Start of PAGE
Boom in bubble columns: One of the most important types of reactors in the chemical industry is set to become more efficient
Dr. Claas Klasen, Head of Process Technology & Engineering at Evonik, explains, "We are expanding our existing outstanding technological competence by improving our understanding of bubble columns. By doing so, we will make chemical production even more efficient, more energy-saving, and produce fewer emissions, all of which contribute towards sustainable chemistry."
Bubble columns are one of the most important pieces of production equipment in the chemical industry. As well as aldehydes, Evonik also uses the reactors to produce hydrogen peroxide, an oxidizing and bleaching agent. Throughout the world, the chemical industry produces about 50 million metric tons of materials in bubble columns. "Our goal is to speed up planning of large production plants and facilitate development of new processes and methods," says Prof. Robert Franke, who is responsible for research into hydroformylation in Evonik's Advanced Intermediates Business Unit.
Simple basic principle: gas bubbles through liquid
Basically, bubble columns are large tubes in which a gas bubbles through a liquid from the bottom to the top. At the boundary surface between the gas and the liquid the chemical reaction takes place, which creates the desired product. For example, Evonik produces aldehydes through hydroformylation of olefins with syngas.
While bubble columns are quite simple pieces of equipment from a mechanical aspect, the processes that take place within them are very complex. The processes that occur in the reactors can be described with the help of computational fluid dynamics (CFD). However, there is little data available for transferring this to actual systems in the chemical industry, since only water-air systems have been investigated in the past.
Dr. Marc Becker, one of Evonik's leading process engineers in Marl, explains, "The actual processes in the chemical industry are much more complex. We want to discover more about what actually happens between the gas and liquid phase in an actual bubble column that is several meters high with trays, heat exchangers, and packing and how the multiple phase system behaves in the column." In the past, there have been no reliable modeling or measuring technologies available to back up the evidence for the models. This is where the Multi-Phase project—which the German Federal Ministry of Education and Research (BMBF) is sponsoring with €3 million—comes into play. Evonik initiated the project together with partners in universities, research centers, and SMEs.
End of PAGE
Start of EXERCISE MATERIALS
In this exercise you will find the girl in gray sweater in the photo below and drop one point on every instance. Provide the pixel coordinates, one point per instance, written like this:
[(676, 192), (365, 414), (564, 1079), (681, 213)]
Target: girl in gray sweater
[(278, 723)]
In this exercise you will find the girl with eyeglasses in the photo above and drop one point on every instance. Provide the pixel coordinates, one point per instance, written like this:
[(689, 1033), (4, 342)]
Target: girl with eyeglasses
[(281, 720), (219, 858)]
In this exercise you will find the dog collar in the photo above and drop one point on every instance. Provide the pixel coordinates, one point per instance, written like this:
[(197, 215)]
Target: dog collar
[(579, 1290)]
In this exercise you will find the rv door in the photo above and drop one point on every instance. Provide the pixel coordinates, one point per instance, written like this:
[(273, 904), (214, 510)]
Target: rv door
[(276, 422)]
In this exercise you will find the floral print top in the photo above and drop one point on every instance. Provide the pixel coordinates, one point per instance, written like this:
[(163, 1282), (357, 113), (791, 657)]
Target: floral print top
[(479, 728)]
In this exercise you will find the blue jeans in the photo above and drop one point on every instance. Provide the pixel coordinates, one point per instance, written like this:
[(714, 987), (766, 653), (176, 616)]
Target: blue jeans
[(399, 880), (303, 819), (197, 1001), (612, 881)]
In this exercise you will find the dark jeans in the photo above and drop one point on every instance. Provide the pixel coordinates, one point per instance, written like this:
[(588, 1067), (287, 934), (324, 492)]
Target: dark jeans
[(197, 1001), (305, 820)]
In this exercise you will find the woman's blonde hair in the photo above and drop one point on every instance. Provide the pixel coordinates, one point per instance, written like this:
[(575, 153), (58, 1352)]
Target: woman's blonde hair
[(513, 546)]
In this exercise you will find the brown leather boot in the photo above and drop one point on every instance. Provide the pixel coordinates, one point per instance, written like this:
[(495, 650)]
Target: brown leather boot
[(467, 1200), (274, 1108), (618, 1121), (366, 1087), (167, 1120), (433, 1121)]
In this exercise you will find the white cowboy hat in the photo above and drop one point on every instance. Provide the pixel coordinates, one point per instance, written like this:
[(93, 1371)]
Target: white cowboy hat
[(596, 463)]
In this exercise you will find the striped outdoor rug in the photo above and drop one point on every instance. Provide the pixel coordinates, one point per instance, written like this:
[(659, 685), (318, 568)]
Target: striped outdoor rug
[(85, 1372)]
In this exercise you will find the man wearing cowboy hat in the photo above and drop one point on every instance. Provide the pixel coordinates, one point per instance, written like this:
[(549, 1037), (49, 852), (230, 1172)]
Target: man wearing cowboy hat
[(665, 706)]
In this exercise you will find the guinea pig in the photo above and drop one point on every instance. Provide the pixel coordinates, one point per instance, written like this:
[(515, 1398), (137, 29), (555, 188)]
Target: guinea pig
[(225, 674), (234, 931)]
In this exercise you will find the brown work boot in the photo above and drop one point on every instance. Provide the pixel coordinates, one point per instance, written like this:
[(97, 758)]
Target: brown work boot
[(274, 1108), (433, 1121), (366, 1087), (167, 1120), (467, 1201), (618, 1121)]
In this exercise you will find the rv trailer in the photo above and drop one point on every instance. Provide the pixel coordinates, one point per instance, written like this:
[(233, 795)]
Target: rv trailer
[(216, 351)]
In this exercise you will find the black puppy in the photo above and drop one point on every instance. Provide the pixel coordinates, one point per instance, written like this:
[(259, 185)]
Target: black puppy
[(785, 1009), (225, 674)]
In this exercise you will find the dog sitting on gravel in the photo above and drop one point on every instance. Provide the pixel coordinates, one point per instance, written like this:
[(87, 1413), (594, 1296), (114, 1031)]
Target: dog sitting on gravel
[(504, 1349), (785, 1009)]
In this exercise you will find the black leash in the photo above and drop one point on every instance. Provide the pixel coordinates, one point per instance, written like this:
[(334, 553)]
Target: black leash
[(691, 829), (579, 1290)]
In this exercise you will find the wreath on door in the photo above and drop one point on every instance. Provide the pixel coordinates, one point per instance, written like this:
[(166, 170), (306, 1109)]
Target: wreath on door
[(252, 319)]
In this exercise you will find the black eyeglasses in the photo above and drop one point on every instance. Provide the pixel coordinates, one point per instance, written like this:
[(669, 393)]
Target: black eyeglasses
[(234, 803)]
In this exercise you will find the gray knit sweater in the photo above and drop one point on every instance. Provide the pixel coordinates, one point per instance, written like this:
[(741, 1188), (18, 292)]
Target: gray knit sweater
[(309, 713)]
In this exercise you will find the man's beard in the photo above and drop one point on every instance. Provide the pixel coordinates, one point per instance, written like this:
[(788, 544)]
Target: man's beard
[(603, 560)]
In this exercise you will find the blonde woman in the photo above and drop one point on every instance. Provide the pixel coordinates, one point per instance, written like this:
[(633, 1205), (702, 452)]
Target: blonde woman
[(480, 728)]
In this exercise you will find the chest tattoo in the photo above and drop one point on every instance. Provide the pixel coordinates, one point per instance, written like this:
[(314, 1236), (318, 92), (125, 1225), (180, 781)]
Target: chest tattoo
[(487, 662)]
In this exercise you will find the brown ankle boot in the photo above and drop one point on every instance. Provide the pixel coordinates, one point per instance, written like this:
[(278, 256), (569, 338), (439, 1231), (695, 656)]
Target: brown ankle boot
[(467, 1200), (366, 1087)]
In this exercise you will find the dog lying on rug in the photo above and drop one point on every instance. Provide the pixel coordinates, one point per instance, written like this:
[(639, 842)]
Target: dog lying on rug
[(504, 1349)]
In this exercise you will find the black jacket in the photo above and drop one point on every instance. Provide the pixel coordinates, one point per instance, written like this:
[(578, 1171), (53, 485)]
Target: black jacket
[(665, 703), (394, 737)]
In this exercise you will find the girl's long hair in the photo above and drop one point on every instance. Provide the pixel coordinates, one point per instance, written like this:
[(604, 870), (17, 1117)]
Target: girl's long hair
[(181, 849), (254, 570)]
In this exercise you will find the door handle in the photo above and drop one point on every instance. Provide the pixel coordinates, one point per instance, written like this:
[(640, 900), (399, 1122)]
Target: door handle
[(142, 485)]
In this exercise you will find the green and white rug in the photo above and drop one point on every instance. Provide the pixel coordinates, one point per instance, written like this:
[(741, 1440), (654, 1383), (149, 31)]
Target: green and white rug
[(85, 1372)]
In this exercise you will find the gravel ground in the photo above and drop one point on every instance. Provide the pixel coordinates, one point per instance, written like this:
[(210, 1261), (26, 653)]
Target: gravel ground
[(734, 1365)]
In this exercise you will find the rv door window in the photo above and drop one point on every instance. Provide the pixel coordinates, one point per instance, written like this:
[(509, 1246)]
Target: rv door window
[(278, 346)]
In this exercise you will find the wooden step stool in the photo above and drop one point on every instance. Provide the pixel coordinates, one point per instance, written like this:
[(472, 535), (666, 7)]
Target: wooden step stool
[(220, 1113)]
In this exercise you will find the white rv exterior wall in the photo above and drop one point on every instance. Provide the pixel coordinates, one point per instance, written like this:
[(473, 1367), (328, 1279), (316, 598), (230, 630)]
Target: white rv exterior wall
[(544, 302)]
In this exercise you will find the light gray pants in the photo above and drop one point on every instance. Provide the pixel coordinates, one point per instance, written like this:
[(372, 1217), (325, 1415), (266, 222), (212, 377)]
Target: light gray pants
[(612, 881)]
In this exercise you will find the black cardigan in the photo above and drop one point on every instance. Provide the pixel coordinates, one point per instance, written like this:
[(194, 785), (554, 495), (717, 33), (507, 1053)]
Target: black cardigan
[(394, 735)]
End of EXERCISE MATERIALS
AIM 1 —
Transcribe the part of the bubble columns article that opens with the words containing "Simple basic principle: gas" and closes with "olefins with syngas.".
AIM 2 —
In the records, rename "long hair" to "curly hair" in the part that opens with the line containing "In this exercise you will find the girl's" and closes with the line containing "[(181, 849), (254, 570)]". Return only those lines with everything else unchanged.

COMPLETE RESPONSE 1 —
Simple basic principle: gas bubbles through liquid
Basically, bubble columns are large tubes in which a gas bubbles through a liquid from the bottom to the top. At the boundary surface between the gas and the liquid the chemical reaction takes place, which creates the desired product. For example, Evonik produces aldehydes through hydroformylation of olefins with syngas.

COMPLETE RESPONSE 2 —
In this exercise you will find the girl's curly hair in the photo above and drop one point on every instance. Provide the pixel coordinates, one point per instance, written like this:
[(604, 870), (17, 1117)]
Target: girl's curly hair
[(181, 849), (254, 570)]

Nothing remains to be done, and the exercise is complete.